→ SUPPLIED TEXT:

◆ ◆ ◆ ◆

Plugging along, and an important question about a crooked door
I still feel like I’m at the cusp of really making visible improvements to my house, but I’ve been a little bit in limbo. I am still waiting for one more estimate for the bathroom floor – have officially decided to get that done professionally. Maybe the bathtub surround, too, maybe not. Meanwhile I’ve been without 3 windows since November and don’t know when they’re coming, and there’s to be more air sealing after that, so I can’t drywall any exterior walls yet. The back section of the house needs to be sided, but I have someone who wants to help when he gets back from Florida in April. In the meantime, we’ve finished pretty much all the odds and ends of framing on the second floor and the paint stripping is still moving along. Soon I’ll be ready to spray paint my trim, drywall the entire second floor, and put in at least a sink and toilet. And I should have those windows soon, I hope. And when the chimney is fixed I’ll be able to vent it turn the hot water back on without risk of carbon monoxide poisoning. That’ll be exciting. Anyways, here’s what I’ve been up to.
There’s already a shallow Victorian closet in the upstairs hall, the only one I’m keeping from when the house was built, that I’ll be fitting with shelving and using as a linen closet. So the small closet between the bathtub and the hallway, which would have been perfect as a linen closet in the bathroom, will instead be narrow but deep coat closet with a pocket door. And I didn’t plan this, but look! The closet is the exact same width as the antique door I bought! And I didn’t plan that. I found a matched set of 5 doors I liked that looked about the right sizes, and bought them without making sure they fit. If not, I’d make them fit, I figured.
Now to the right in that photo you can see the cavity the door will open into. Instead of paying 100 bucks for a prefab kit that would make it fit into a standard 4 inch wall, I bought a 2×6 and framed out the cavity with 2×3’s turned sideways. The wall is weird and thick at the bottom but thin at the top, so it doesn’t line up with itself inside the master closet. I don’t care; I saved 60 or 70 bucks, and this negliglible amount of money lets me pretend I have control over my budget. I bought a really nice heavy duty track though. I took a photo, but it doesn’t really look like anything.
Now in my front bedroom, I got massive heavy doors from a mansion, but will hang them on bypassing sliding door tracks like the closets from a 50’s tract house. My bedroom isn’t big so I didn’t have much of a choice. The doors are awesome though.
Now I was going to leave the wall with these doors on it in original condition, but all the vibration from cutting the door opening has loosened the plaster on most of it. Then some chunks are missing. And I noticed that the door jamb at the entrance to the room is completely destroyed. The previous owner’s contractors/crackheads/whatever people he hired tried to solve it this way. Another photo for the Hall of Shame.

◆ ◆ ◆ ◆

→ SUPPLIED MATERIAL:
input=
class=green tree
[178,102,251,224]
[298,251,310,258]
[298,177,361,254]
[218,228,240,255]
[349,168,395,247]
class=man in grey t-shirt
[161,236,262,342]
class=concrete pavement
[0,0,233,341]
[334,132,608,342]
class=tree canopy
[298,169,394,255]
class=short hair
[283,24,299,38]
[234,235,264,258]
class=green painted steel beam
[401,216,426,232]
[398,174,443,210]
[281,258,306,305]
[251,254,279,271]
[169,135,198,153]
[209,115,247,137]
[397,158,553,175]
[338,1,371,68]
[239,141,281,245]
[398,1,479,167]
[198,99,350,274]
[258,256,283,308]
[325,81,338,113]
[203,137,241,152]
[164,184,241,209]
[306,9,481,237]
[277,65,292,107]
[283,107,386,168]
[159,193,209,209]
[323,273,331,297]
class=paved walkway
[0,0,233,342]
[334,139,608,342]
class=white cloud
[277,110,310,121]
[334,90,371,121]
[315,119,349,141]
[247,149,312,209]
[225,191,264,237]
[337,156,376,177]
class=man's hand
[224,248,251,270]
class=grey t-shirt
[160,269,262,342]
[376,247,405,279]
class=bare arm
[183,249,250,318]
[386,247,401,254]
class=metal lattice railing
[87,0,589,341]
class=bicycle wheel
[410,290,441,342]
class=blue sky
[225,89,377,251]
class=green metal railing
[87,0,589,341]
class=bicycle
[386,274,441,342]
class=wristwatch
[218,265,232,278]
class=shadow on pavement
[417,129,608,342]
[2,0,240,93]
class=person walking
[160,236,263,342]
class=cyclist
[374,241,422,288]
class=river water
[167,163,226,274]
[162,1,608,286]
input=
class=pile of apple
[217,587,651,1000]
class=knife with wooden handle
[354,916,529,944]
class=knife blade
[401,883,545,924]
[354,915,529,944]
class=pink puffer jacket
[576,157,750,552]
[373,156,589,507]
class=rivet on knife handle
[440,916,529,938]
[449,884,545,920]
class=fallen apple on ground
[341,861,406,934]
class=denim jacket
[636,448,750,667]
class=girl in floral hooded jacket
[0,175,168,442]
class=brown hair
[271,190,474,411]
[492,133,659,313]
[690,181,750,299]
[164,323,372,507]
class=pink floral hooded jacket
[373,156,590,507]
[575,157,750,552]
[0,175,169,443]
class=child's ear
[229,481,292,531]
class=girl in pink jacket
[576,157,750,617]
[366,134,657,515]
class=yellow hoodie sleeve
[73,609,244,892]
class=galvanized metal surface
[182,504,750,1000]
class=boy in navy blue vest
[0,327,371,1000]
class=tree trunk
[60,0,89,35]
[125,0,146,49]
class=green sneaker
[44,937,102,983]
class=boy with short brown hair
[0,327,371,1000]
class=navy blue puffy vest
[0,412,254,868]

◆ ◆ ◆ ◆

→ GOALS:
1: According to the renovation post, what will the small closet between the bathtub and the hallway become?
2: Quote everything in the renovation post from "Now to the right" down to "are awesome though.".

→ RESPONSES TO THE EXERCISE:
1: A narrow but deep coat closet with a pocket door.

2:
Now to the right in that photo you can see the cavity the door will open into. Instead of paying 100 bucks for a prefab kit that would make it fit into a standard 4 inch wall, I bought a 2×6 and framed out the cavity with 2×3’s turned sideways. The wall is weird and thick at the bottom but thin at the top, so it doesn’t line up with itself inside the master closet. I don’t care; I saved 60 or 70 bucks, and this negliglible amount of money lets me pretend I have control over my budget. I bought a really nice heavy duty track though. I took a photo, but it doesn’t really look like anything.
Now in my front bedroom, I got massive heavy doors from a mansion, but will hang them on bypassing sliding door tracks like the closets from a 50’s tract house. My bedroom isn’t big so I didn’t have much of a choice. The doors are awesome though.